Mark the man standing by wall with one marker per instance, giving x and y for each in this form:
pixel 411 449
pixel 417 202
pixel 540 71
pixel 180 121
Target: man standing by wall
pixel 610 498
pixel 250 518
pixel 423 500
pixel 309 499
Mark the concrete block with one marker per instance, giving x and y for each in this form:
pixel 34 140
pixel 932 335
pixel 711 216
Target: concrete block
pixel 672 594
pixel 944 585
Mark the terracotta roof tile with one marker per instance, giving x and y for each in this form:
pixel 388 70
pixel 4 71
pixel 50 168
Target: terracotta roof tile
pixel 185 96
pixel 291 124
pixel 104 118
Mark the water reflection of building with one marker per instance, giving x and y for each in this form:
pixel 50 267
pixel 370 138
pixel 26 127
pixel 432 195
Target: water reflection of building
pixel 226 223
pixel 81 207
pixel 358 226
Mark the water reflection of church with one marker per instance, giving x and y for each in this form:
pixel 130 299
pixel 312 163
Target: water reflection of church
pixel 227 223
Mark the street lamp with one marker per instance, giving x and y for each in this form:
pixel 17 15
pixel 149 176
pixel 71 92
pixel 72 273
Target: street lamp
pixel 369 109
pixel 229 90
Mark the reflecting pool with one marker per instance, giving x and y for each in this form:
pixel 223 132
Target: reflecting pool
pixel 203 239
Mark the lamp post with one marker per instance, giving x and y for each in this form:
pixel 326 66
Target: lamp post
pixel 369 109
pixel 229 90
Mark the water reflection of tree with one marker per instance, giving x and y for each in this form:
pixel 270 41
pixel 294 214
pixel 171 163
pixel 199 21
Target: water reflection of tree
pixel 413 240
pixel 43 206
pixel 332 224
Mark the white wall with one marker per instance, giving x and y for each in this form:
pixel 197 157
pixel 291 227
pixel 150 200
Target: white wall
--------------------------------
• [WHAT YOU SHOULD DO]: Transcribe every entry exactly, omitting nothing.

• [WORKED ANSWER]:
Mark the man standing by wall with one marker per instance, giving x and y for each in this form:
pixel 411 449
pixel 417 202
pixel 540 71
pixel 180 121
Target: man standing by wall
pixel 610 498
pixel 250 518
pixel 423 500
pixel 309 499
Mark the concrete block with one marker per instance, giving x and y for each in this form:
pixel 34 140
pixel 932 335
pixel 711 216
Target: concrete block
pixel 672 594
pixel 944 585
Mark the terracotta roof tile with one marker per instance, giving x and y for each in this form:
pixel 388 70
pixel 4 71
pixel 50 168
Target: terracotta roof tile
pixel 185 96
pixel 291 124
pixel 104 118
Mark the water reflection of building with one marker per instance, giving x and y for each in this form:
pixel 50 267
pixel 370 138
pixel 26 127
pixel 432 195
Target: water reflection of building
pixel 226 223
pixel 81 207
pixel 358 226
Mark the water reflection of church with one marker per instance, giving x and y for each in this form:
pixel 130 299
pixel 312 163
Target: water reflection of church
pixel 227 223
Mark the street lamp with one marker per instance, giving x and y for each in this form:
pixel 17 15
pixel 149 176
pixel 71 92
pixel 72 273
Target: street lamp
pixel 369 109
pixel 229 90
Mark the reflecting pool with one marker per instance, giving x and y for each in this form:
pixel 223 132
Target: reflecting pool
pixel 203 239
Mark the lamp post with one marker per instance, giving x and y for each in this form:
pixel 326 66
Target: lamp post
pixel 369 109
pixel 229 90
Mark the water reflection of tree with one marker per instance, giving x and y for each in this form:
pixel 270 41
pixel 294 214
pixel 171 163
pixel 199 21
Target: water reflection of tree
pixel 413 240
pixel 43 206
pixel 332 224
Mark the white wall with one marker per instance, giving x and y for each in this form:
pixel 197 157
pixel 291 227
pixel 150 200
Target: white wall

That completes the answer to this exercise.